> **SUPPLIED TEXT**:
━━━━━━
And here, with regard to the separate spirit, before I conclude I would say a few words. True it is, that the souls of those who are asleep are now with the Lord; and equally true, that when Christ descends from heaven, they will take possession again of their bodies. But observe, the Apostle says nothing at all in this passage of spirits. He speaks of the saints as individuals, neither viewing the spirit apart from the body, nor the body apart from the spirit. What he treats of is the whole man-the believer. His word is not " the spirits of them which sleep in Jesus," but " them that sleep in Jesus will God bring with If, indeed, he at all speaks of one more than the other, it must be of the body, that part of us which dies-which ceases to act, in contrast with the spirit which cannot sleep, but which becomes more actively alive, more energetic than before, as soon as it is freed from our present bodies of sin and death. This, however, I say merely to strengthen my assertion as to the silence of Scripture with regard to the re-entrance of the spirit into the body; because, whether St. Paul speaks in verse 14 of the coming of these saints with the Lord, or in verses 16, 17, of their previously leaving their graves, he views them, as I have said, in the totality of their existence-as men raised to life-as beings composed both of body and spirit.
To me, I confess, the thought which I here venture to combat, seems to lead to the conclusion that the soul sleeps while apart from the body. Is it not so? Because those whom God brings are those who have been previously sleeping. Now, according to what has been said, it is the souls of the saints which are thus brought, in order that they may re-possess themselves of their bodies; and therefore the conclusion is, that these same souls will have been slumbering in the interval between death and resurrection.
Far be it from me to accuse any one holding this view of believing anything so false, so unscriptural, as the sleep of the separate spirit. I have no such thought or suspicion, I can truly say. Still, I repeat that the view, if duly considered, will be found to involve this conclusion, just as the denial of the resurrection of the dead (1 Cor. 15), involves nothing less than the denial of the resurrection of Christ. The Apostle never meant, because the Corinthians failed in understanding this doctrine in reference to themselves, to accuse them of saying that Christ, their living Head, was not raised, because in so doing, he could scarcely have owned them as Christians. He deals plainly and candidly with them, however; he exposes the error of the views they were actually holding, by showing the conclusion to which, if followed out, they must of necessity lead.
━━━━━━
> **Entries on locating named things**:
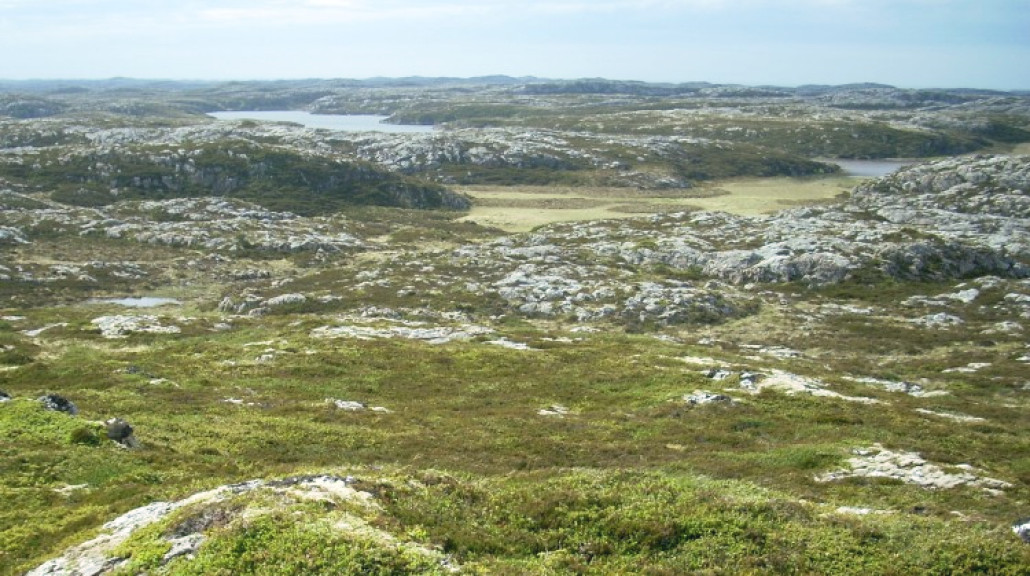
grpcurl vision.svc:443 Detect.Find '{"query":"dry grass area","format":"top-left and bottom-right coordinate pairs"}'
top-left (460, 176), bottom-right (861, 232)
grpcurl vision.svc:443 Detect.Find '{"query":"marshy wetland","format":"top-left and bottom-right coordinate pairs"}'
top-left (0, 80), bottom-right (1030, 574)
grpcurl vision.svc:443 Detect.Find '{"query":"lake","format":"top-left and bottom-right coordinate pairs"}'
top-left (208, 110), bottom-right (433, 134)
top-left (823, 159), bottom-right (923, 178)
top-left (90, 296), bottom-right (180, 308)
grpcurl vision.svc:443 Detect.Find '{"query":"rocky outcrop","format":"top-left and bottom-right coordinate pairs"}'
top-left (39, 394), bottom-right (78, 416)
top-left (816, 445), bottom-right (1012, 492)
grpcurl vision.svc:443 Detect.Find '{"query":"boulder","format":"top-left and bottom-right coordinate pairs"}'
top-left (1012, 518), bottom-right (1030, 544)
top-left (683, 389), bottom-right (733, 406)
top-left (39, 394), bottom-right (78, 416)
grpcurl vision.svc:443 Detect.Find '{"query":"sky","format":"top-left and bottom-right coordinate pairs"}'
top-left (0, 0), bottom-right (1030, 90)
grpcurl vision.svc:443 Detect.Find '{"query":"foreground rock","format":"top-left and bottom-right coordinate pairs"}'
top-left (26, 475), bottom-right (456, 576)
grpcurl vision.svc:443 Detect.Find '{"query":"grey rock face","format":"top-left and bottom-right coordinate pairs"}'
top-left (1012, 518), bottom-right (1030, 544)
top-left (683, 389), bottom-right (733, 406)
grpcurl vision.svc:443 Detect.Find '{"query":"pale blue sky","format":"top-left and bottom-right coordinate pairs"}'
top-left (0, 0), bottom-right (1030, 90)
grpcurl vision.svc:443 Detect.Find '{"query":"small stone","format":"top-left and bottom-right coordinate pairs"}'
top-left (1012, 518), bottom-right (1030, 544)
top-left (701, 368), bottom-right (733, 382)
top-left (104, 418), bottom-right (132, 442)
top-left (683, 389), bottom-right (733, 406)
top-left (325, 398), bottom-right (368, 412)
top-left (537, 404), bottom-right (569, 417)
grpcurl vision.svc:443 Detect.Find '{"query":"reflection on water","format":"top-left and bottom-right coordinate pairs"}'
top-left (826, 159), bottom-right (919, 178)
top-left (209, 110), bottom-right (433, 134)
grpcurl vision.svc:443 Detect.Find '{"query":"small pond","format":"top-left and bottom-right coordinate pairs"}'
top-left (208, 110), bottom-right (433, 134)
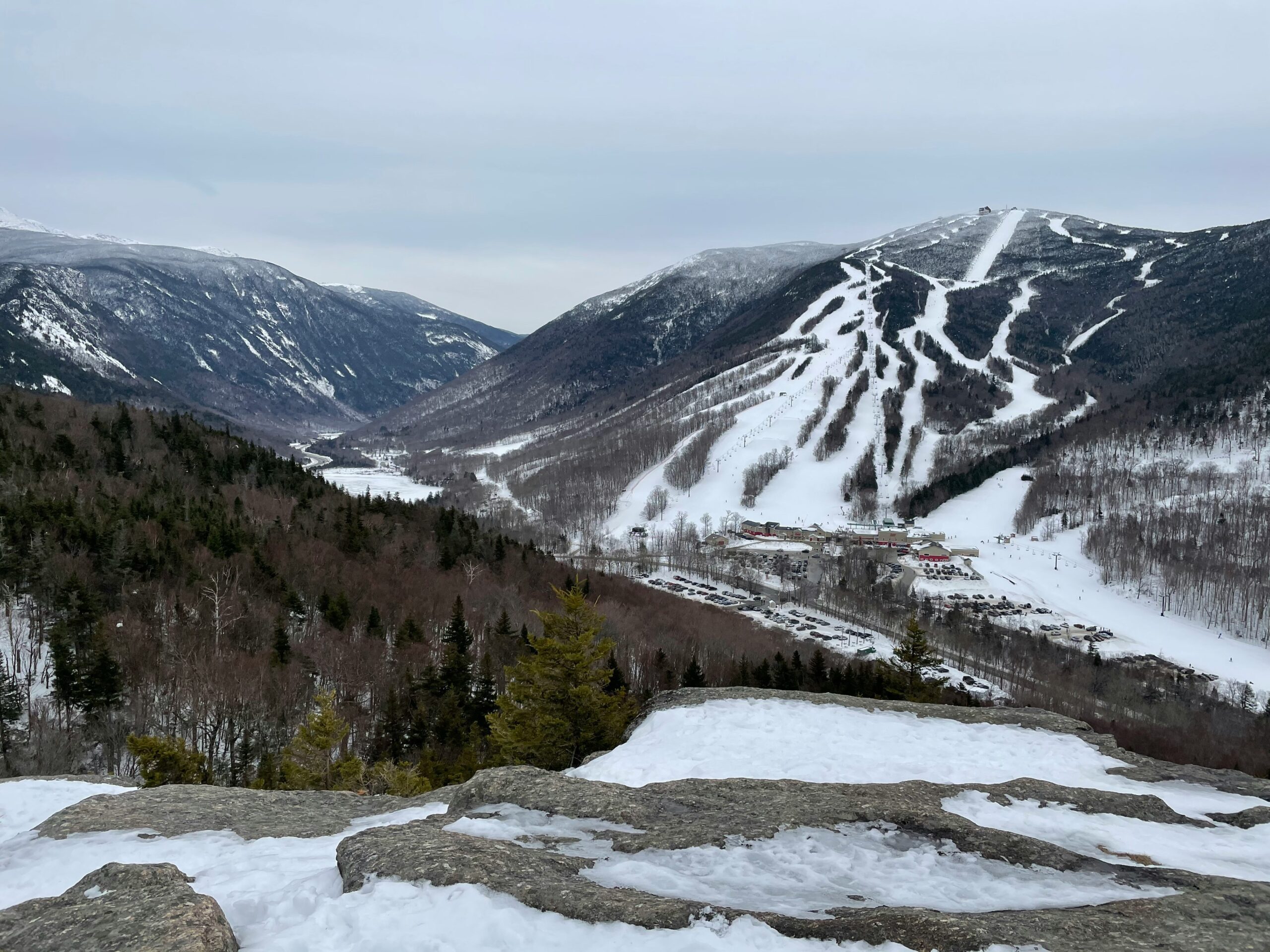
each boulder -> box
[36,783,453,839]
[336,767,1270,952]
[0,863,238,952]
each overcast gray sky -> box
[0,0,1270,331]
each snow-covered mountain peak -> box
[0,207,66,235]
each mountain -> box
[0,212,517,434]
[351,208,1270,536]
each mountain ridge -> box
[0,213,518,434]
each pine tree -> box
[127,734,208,787]
[755,657,772,688]
[441,596,472,701]
[396,617,424,645]
[772,651,798,691]
[366,605,383,639]
[494,608,514,641]
[605,651,626,694]
[273,618,291,668]
[0,654,27,773]
[470,651,498,731]
[489,585,635,771]
[890,616,946,701]
[281,691,363,789]
[680,655,706,688]
[807,649,829,691]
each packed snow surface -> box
[944,791,1270,882]
[446,803,1171,919]
[913,467,1270,696]
[321,466,441,503]
[570,698,1270,816]
[581,824,1172,919]
[0,781,132,849]
[0,779,924,952]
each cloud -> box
[0,0,1270,329]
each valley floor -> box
[916,469,1270,697]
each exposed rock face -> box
[336,688,1270,952]
[36,784,453,839]
[0,863,238,952]
[338,767,1270,952]
[626,688,1270,802]
[0,773,141,787]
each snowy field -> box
━━━━━━
> **WHAT YOU SHOULD DO**:
Answer these about the commentary on the separate spirit above:
1. In which verse, according to the writer, does St. Paul speak of the coming of the saints with the Lord?
2. What conclusion does the writer say the view he combats seems to lead to?
3. The writer says the denial of the resurrection of the dead involves the denial of what?

> **REPLY**:
1. Verse 14.
2. That the soul sleeps while apart from the body.
3. The resurrection of Christ.